» **Testo mostrato**:
------------------------------------------------------------
In una prospettiva centrata sull'utente, il linguaggio di un'interfaccia deve essere progettato in modo da adeguarsi alle caratteristiche dell'operatore: la terminologia, gli elementi iconici e quelli grafici devono tenere conto delle sue esigenze sia fisiche, sia psicologiche e devono ispirarsi alle convenzioni dell'ambiente culturale cui egli fa riferimento.
Per quanto riguarda la terminologia, i dialoghi devono utilizzare la lingua madre dell'utente ed esprimersi descrivendo i vari eventi che si verificano dal suo punto di vista. Per esempio, una frase come "Impossibile eseguire il comando C072" spiega cosa è accaduto dalla prospettiva del sistema, ma risulta del tutto incomprensibile all'utente.
------------------------------------------------------------
» **Righe memorizzate**:
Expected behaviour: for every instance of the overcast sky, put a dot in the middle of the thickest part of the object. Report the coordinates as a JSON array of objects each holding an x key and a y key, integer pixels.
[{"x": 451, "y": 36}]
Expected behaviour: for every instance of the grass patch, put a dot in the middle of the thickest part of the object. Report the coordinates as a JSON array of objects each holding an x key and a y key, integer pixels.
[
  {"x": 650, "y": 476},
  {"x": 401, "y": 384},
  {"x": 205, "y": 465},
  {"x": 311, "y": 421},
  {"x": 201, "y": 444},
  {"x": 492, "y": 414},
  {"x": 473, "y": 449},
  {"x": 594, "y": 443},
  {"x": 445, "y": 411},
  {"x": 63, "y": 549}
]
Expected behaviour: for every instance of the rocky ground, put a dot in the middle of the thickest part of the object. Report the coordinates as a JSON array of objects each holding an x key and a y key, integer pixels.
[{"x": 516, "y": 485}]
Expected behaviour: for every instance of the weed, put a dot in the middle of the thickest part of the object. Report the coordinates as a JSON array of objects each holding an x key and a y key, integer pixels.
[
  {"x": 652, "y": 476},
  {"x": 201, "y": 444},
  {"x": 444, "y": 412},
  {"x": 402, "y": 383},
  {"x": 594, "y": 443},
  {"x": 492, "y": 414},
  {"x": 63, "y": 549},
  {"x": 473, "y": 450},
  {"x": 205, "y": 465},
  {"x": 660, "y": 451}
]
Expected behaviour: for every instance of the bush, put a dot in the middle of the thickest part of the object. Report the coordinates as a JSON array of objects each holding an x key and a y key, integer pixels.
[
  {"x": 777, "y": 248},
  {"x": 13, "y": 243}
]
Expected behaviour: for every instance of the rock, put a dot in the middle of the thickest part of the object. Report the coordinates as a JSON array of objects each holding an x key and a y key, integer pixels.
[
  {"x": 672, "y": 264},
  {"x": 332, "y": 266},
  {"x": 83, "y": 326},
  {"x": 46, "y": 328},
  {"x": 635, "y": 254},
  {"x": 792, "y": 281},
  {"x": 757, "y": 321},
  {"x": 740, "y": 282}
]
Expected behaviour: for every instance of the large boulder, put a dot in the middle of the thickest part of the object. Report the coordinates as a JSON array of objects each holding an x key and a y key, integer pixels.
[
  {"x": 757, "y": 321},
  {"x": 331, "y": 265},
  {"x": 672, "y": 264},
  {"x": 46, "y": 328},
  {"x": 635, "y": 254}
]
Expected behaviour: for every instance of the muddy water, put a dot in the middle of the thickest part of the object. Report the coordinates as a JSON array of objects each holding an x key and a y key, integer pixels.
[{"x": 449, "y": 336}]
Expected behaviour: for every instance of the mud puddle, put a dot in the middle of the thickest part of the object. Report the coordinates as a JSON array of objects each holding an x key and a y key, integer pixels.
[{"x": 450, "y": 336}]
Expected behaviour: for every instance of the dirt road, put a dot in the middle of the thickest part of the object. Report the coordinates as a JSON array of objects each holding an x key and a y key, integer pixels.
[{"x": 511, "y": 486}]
------------------------------------------------------------
» **Problema proposto**: Restituisci per intero e senza alcuna modifica il testo sul linguaggio delle interfacce centrato sull'utente.

» **Soluzione esercizio**:
In una prospettiva centrata sull'utente, il linguaggio di un'interfaccia deve essere progettato in modo da adeguarsi alle caratteristiche dell'operatore: la terminologia, gli elementi iconici e quelli grafici devono tenere conto delle sue esigenze sia fisiche, sia psicologiche e devono ispirarsi alle convenzioni dell'ambiente culturale cui egli fa riferimento.
Per quanto riguarda la terminologia, i dialoghi devono utilizzare la lingua madre dell'utente ed esprimersi descrivendo i vari eventi che si verificano dal suo punto di vista. Per esempio, una frase come "Impossibile eseguire il comando C072" spiega cosa è accaduto dalla prospettiva del sistema, ma risulta del tutto incomprensibile all'utente.